*** AVAILABLE DATA Section Begins ***
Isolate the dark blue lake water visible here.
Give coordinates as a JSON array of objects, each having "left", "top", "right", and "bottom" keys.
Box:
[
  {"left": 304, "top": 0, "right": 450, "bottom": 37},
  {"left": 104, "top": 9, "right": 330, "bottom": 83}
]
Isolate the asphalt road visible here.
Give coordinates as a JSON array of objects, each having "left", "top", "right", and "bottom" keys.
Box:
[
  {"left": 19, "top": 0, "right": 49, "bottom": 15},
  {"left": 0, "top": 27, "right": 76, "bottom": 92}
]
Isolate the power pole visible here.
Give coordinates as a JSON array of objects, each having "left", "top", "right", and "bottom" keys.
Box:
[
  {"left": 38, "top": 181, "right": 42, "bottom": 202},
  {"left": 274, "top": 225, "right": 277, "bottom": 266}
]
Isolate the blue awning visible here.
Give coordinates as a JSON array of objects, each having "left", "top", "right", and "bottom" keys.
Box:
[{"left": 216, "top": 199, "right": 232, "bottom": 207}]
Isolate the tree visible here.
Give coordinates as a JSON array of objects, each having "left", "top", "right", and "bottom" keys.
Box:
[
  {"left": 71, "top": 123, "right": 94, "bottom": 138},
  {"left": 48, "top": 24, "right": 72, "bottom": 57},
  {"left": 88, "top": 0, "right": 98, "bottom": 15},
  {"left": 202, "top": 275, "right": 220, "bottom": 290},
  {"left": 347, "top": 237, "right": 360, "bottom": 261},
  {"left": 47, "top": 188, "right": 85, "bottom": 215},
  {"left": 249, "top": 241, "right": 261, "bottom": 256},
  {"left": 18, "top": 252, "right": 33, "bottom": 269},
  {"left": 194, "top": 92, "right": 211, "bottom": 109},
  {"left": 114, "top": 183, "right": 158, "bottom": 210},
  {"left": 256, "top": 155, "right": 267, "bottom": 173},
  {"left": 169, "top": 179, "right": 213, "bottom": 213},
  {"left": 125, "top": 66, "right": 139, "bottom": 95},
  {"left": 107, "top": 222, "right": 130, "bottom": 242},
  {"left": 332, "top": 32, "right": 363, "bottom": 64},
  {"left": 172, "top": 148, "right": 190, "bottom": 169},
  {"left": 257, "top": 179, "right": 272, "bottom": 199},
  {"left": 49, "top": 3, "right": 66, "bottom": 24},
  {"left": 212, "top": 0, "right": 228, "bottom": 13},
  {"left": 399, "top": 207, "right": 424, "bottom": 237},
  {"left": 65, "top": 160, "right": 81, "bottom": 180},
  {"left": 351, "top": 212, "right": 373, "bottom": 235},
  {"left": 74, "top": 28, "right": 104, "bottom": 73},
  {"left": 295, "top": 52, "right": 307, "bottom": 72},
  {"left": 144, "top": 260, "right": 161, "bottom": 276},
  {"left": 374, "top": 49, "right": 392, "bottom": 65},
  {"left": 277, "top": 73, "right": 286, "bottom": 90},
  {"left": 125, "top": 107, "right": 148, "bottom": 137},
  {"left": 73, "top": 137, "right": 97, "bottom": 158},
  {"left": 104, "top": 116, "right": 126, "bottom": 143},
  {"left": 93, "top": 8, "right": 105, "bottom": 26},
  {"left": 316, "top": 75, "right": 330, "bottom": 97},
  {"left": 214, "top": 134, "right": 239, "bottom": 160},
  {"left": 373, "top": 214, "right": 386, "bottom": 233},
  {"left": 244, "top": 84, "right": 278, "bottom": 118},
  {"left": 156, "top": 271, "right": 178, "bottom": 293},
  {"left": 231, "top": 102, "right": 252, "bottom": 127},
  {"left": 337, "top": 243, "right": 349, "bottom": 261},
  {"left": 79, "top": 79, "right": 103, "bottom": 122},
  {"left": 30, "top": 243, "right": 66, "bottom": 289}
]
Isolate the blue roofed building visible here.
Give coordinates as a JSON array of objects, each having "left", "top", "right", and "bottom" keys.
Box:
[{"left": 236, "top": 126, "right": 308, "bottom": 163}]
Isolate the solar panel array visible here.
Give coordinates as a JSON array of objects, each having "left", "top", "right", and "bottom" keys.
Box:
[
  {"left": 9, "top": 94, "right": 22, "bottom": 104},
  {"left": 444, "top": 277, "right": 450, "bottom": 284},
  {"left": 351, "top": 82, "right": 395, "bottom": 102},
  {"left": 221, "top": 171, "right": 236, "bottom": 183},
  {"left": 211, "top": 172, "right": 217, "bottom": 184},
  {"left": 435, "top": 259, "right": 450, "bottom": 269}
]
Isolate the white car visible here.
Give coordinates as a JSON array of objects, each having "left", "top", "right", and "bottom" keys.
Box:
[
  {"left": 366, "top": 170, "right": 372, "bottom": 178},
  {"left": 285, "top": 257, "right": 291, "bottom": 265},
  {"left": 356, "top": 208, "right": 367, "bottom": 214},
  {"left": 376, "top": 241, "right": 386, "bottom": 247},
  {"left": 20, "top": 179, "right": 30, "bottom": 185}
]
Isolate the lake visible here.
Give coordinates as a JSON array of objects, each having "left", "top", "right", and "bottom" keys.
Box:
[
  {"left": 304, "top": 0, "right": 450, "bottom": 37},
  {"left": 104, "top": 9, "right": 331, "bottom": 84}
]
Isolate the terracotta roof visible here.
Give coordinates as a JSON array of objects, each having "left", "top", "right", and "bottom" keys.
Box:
*** AVAILABLE DATA Section Ends ***
TASK: Write out the entries above word for word.

PROBLEM SOLUTION:
Isolate the dark blue lake water visible here.
Give coordinates as a JSON array of objects, each having "left", "top", "right", and "bottom" keys.
Box:
[
  {"left": 304, "top": 0, "right": 450, "bottom": 37},
  {"left": 104, "top": 9, "right": 330, "bottom": 83}
]
Isolate the asphalt road visible here.
Give coordinates as a JSON array of objects, each having "left", "top", "right", and "bottom" keys.
Box:
[
  {"left": 19, "top": 0, "right": 49, "bottom": 15},
  {"left": 0, "top": 27, "right": 76, "bottom": 92}
]
Isolate the power pole visible here.
Give coordinates as a JSON array of objects, each having "left", "top", "right", and "bottom" keys.
Box:
[
  {"left": 38, "top": 181, "right": 42, "bottom": 202},
  {"left": 274, "top": 225, "right": 277, "bottom": 266}
]
Isolate the blue awning visible here.
Give coordinates as a JSON array of objects, each having "left", "top", "right", and "bottom" keys.
Box:
[{"left": 216, "top": 199, "right": 232, "bottom": 207}]
Isolate the tree visible here.
Give coordinates as a JSON array of objects, each having "left", "top", "right", and "bottom" keys.
Box:
[
  {"left": 71, "top": 123, "right": 94, "bottom": 138},
  {"left": 48, "top": 24, "right": 72, "bottom": 57},
  {"left": 88, "top": 0, "right": 98, "bottom": 15},
  {"left": 202, "top": 275, "right": 220, "bottom": 290},
  {"left": 347, "top": 237, "right": 360, "bottom": 261},
  {"left": 47, "top": 188, "right": 85, "bottom": 215},
  {"left": 249, "top": 241, "right": 261, "bottom": 256},
  {"left": 18, "top": 252, "right": 33, "bottom": 269},
  {"left": 194, "top": 92, "right": 211, "bottom": 109},
  {"left": 114, "top": 183, "right": 158, "bottom": 210},
  {"left": 256, "top": 155, "right": 267, "bottom": 173},
  {"left": 169, "top": 179, "right": 213, "bottom": 213},
  {"left": 125, "top": 66, "right": 139, "bottom": 95},
  {"left": 107, "top": 222, "right": 130, "bottom": 242},
  {"left": 332, "top": 32, "right": 363, "bottom": 64},
  {"left": 172, "top": 148, "right": 190, "bottom": 169},
  {"left": 257, "top": 179, "right": 272, "bottom": 199},
  {"left": 49, "top": 3, "right": 66, "bottom": 24},
  {"left": 212, "top": 0, "right": 228, "bottom": 13},
  {"left": 399, "top": 207, "right": 424, "bottom": 237},
  {"left": 65, "top": 160, "right": 81, "bottom": 180},
  {"left": 351, "top": 212, "right": 373, "bottom": 235},
  {"left": 74, "top": 28, "right": 104, "bottom": 73},
  {"left": 295, "top": 52, "right": 307, "bottom": 72},
  {"left": 144, "top": 260, "right": 161, "bottom": 276},
  {"left": 374, "top": 49, "right": 392, "bottom": 65},
  {"left": 277, "top": 73, "right": 286, "bottom": 90},
  {"left": 125, "top": 107, "right": 148, "bottom": 137},
  {"left": 73, "top": 137, "right": 97, "bottom": 158},
  {"left": 104, "top": 116, "right": 126, "bottom": 143},
  {"left": 93, "top": 8, "right": 105, "bottom": 26},
  {"left": 316, "top": 75, "right": 330, "bottom": 97},
  {"left": 214, "top": 134, "right": 239, "bottom": 160},
  {"left": 373, "top": 214, "right": 386, "bottom": 233},
  {"left": 244, "top": 84, "right": 278, "bottom": 118},
  {"left": 156, "top": 271, "right": 178, "bottom": 293},
  {"left": 231, "top": 102, "right": 252, "bottom": 127},
  {"left": 337, "top": 243, "right": 349, "bottom": 261},
  {"left": 79, "top": 79, "right": 103, "bottom": 122},
  {"left": 30, "top": 243, "right": 66, "bottom": 289}
]
Isolate the blue roofed building visible here.
Give coordinates as a JSON array of objects, each having "left", "top", "right", and "bottom" keys.
Box:
[{"left": 236, "top": 126, "right": 308, "bottom": 163}]
Isolate the solar panel array visible here.
Give coordinates as a JSON array of objects, each having "left", "top", "right", and "bottom" keys.
Box:
[
  {"left": 9, "top": 94, "right": 22, "bottom": 104},
  {"left": 444, "top": 277, "right": 450, "bottom": 284},
  {"left": 351, "top": 82, "right": 395, "bottom": 102},
  {"left": 221, "top": 171, "right": 236, "bottom": 183},
  {"left": 211, "top": 172, "right": 217, "bottom": 184},
  {"left": 435, "top": 259, "right": 450, "bottom": 269}
]
Isolate the white car visible here.
Give coordinates as a JSON array of objects, each having "left", "top", "right", and "bottom" keys.
Box:
[
  {"left": 366, "top": 170, "right": 372, "bottom": 178},
  {"left": 285, "top": 257, "right": 291, "bottom": 265},
  {"left": 356, "top": 208, "right": 367, "bottom": 214},
  {"left": 376, "top": 241, "right": 386, "bottom": 247},
  {"left": 20, "top": 179, "right": 30, "bottom": 185}
]
Isolate the lake visible here.
Give coordinates as a JSON array of objects, each having "left", "top", "right", and "bottom" keys.
Box:
[
  {"left": 304, "top": 0, "right": 450, "bottom": 37},
  {"left": 104, "top": 9, "right": 331, "bottom": 84}
]
Isolate the terracotta roof visible here.
Give coordinates as a JSON array of objects, each having "left", "top", "right", and "bottom" keys.
Box:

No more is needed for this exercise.